Narcissists Lack Whole Object Relations
Narcissists need to portray themselves in this fake way because they lack whole object relations. Whole object relations is the technical term for the ability to form an integrated, fairly stable, and more-or-less realistic picture of themselves and other people that contains both good and bad traits. From an object relations theoretical point of view, one of the criteria for diagnosing someone with a personality disorder is that they lack whole object relations and can only see people in a split way as either all-good or all-bad.
Most people develop whole object relations in childhood if they are treated in a fairly consistently positive way by their caregivers and still shown love even when they make mistakes. If the parents have whole object relations, the children are likely to develop this capacity. However, if the parents do not have it, the parents will switch back and forth between loving and hating their children. This prevents the children from developing a stable sense of self. It is as if the children spend their childhood looking into two different equally distorted mirrors. One shows them as perfect and the other shows them as irredeemably flawed.
In the narcissist’s world, all-good equals perfect, special, omnipotent, and never wrong and all-bad equals worthless, defective, and stupid. If you are all-good, you are entitled to be treated as special and the usual rules do not apply to you. If you are all-bad, you are entitled to nothing. You are one of life’s losers.
◇ ◇ ◇ ◇
# Prompt A
In the text on narcissists and whole object relations, what words describe what "all-good" equals in the narcissist's world?
# Prompt B
Reproduce the text on narcissists and whole object relations from "In the narcissist’s" to "of life’s losers.".
The listing that comes next is from a separate source and is unrelated to the text.

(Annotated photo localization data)
◇ ◇ ◇ ◇
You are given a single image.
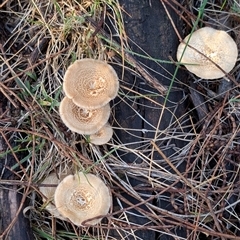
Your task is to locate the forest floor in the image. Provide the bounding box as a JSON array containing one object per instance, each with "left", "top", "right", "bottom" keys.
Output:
[{"left": 0, "top": 0, "right": 240, "bottom": 240}]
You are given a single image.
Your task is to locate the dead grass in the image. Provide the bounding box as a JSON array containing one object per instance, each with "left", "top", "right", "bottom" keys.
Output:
[{"left": 0, "top": 0, "right": 240, "bottom": 240}]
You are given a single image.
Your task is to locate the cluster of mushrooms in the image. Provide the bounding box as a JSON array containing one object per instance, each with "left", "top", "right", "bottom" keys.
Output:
[
  {"left": 59, "top": 58, "right": 119, "bottom": 145},
  {"left": 39, "top": 58, "right": 119, "bottom": 226},
  {"left": 40, "top": 27, "right": 238, "bottom": 226},
  {"left": 39, "top": 172, "right": 112, "bottom": 226}
]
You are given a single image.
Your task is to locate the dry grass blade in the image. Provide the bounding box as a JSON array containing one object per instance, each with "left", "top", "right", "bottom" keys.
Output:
[{"left": 0, "top": 0, "right": 240, "bottom": 240}]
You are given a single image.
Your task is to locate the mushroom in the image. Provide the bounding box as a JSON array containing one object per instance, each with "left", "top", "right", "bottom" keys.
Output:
[
  {"left": 90, "top": 123, "right": 113, "bottom": 145},
  {"left": 39, "top": 173, "right": 67, "bottom": 220},
  {"left": 177, "top": 27, "right": 238, "bottom": 79},
  {"left": 54, "top": 172, "right": 112, "bottom": 226},
  {"left": 59, "top": 97, "right": 110, "bottom": 134},
  {"left": 63, "top": 58, "right": 119, "bottom": 109}
]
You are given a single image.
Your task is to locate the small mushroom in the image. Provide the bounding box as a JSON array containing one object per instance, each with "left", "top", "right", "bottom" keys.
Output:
[
  {"left": 90, "top": 123, "right": 113, "bottom": 145},
  {"left": 39, "top": 173, "right": 67, "bottom": 220},
  {"left": 63, "top": 58, "right": 119, "bottom": 109},
  {"left": 59, "top": 97, "right": 110, "bottom": 134},
  {"left": 177, "top": 27, "right": 238, "bottom": 79},
  {"left": 54, "top": 172, "right": 112, "bottom": 226}
]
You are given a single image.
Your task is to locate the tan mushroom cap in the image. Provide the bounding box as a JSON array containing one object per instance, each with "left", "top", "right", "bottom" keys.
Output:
[
  {"left": 54, "top": 172, "right": 112, "bottom": 226},
  {"left": 59, "top": 97, "right": 110, "bottom": 134},
  {"left": 39, "top": 173, "right": 68, "bottom": 220},
  {"left": 90, "top": 123, "right": 113, "bottom": 145},
  {"left": 177, "top": 27, "right": 238, "bottom": 79},
  {"left": 63, "top": 58, "right": 119, "bottom": 109}
]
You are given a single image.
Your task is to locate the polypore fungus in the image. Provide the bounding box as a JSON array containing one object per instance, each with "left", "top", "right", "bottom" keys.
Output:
[
  {"left": 63, "top": 58, "right": 119, "bottom": 109},
  {"left": 90, "top": 123, "right": 113, "bottom": 145},
  {"left": 59, "top": 97, "right": 110, "bottom": 134},
  {"left": 177, "top": 27, "right": 238, "bottom": 79},
  {"left": 54, "top": 172, "right": 112, "bottom": 226}
]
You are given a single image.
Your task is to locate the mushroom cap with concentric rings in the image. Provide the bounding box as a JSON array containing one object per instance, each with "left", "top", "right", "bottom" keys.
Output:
[
  {"left": 39, "top": 173, "right": 68, "bottom": 220},
  {"left": 63, "top": 58, "right": 119, "bottom": 109},
  {"left": 177, "top": 27, "right": 238, "bottom": 79},
  {"left": 59, "top": 97, "right": 111, "bottom": 134},
  {"left": 54, "top": 172, "right": 112, "bottom": 226},
  {"left": 90, "top": 123, "right": 113, "bottom": 145}
]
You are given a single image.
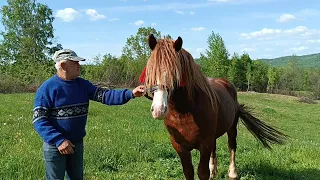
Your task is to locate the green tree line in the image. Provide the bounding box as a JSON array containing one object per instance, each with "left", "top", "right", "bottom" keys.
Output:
[{"left": 0, "top": 0, "right": 320, "bottom": 98}]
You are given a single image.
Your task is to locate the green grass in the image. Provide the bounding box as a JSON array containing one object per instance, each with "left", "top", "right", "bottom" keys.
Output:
[{"left": 0, "top": 93, "right": 320, "bottom": 180}]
◇ ◇ ◇ ◇
# Task answer A
perfect, special, omnipotent, never wrong

# Task answer B
In the narcissist’s world, all-good equals perfect, special, omnipotent, and never wrong and all-bad equals worthless, defective, and stupid. If you are all-good, you are entitled to be treated as special and the usual rules do not apply to you. If you are all-bad, you are entitled to nothing. You are one of life’s losers.